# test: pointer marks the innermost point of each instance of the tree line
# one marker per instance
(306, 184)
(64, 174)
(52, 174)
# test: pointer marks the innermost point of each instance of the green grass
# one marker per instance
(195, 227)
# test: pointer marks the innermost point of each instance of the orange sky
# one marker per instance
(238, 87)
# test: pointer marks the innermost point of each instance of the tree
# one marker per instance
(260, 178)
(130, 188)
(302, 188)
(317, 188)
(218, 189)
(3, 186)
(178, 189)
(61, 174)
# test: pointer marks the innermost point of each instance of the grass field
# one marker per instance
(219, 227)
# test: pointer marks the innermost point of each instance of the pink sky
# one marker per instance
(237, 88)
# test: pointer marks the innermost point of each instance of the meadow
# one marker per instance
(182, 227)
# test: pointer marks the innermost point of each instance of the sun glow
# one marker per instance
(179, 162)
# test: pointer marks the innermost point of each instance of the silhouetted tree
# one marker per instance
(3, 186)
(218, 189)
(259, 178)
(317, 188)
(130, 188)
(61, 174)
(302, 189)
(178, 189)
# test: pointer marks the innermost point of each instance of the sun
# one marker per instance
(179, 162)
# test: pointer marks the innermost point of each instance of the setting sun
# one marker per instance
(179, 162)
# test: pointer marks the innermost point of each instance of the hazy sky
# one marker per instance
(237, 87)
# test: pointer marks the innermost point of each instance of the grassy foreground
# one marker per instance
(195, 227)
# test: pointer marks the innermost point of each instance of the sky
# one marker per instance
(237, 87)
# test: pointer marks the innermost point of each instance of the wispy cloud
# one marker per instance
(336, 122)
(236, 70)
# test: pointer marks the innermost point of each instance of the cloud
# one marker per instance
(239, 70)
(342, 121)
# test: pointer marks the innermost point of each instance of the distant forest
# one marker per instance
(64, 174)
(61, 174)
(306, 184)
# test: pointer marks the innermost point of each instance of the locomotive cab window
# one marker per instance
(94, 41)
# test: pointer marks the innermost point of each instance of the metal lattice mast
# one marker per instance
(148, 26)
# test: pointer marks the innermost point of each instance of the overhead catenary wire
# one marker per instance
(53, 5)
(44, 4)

==

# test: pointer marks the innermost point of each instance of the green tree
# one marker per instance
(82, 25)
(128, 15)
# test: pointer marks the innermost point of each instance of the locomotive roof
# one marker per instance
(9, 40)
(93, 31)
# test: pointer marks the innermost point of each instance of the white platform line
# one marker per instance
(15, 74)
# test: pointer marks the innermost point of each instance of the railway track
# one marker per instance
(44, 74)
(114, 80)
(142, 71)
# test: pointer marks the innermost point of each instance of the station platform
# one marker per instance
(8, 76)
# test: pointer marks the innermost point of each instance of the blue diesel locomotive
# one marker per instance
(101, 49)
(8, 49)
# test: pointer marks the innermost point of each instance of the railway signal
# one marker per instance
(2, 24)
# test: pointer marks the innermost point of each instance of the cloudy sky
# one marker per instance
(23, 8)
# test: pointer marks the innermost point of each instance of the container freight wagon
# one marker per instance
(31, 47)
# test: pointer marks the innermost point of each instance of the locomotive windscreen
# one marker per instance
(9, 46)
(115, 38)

==

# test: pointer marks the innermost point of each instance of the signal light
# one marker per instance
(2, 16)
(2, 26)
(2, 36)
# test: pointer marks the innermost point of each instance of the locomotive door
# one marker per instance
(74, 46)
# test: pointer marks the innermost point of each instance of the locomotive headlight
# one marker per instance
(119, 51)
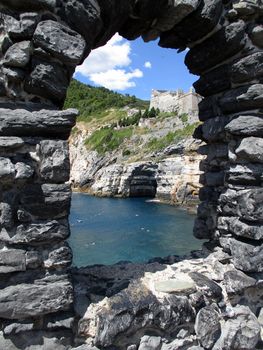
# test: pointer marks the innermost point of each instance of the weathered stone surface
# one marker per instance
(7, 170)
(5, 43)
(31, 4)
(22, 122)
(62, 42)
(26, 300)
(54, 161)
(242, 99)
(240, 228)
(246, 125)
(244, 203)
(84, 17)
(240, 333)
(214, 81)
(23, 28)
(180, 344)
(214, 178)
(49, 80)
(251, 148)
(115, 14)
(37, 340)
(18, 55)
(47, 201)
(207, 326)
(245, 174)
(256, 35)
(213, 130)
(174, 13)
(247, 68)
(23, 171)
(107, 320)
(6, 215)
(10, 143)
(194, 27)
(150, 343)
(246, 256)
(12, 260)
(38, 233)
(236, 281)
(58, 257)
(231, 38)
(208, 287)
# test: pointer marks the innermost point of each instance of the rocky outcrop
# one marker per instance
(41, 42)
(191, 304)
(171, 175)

Task instructions:
Lines containing the word "platform": copy every one of them from the records above.

Answer box:
# test: pointer marks the innermost point of each instance of the white platform line
# test: pointer marks the innermost point of each instance of the station platform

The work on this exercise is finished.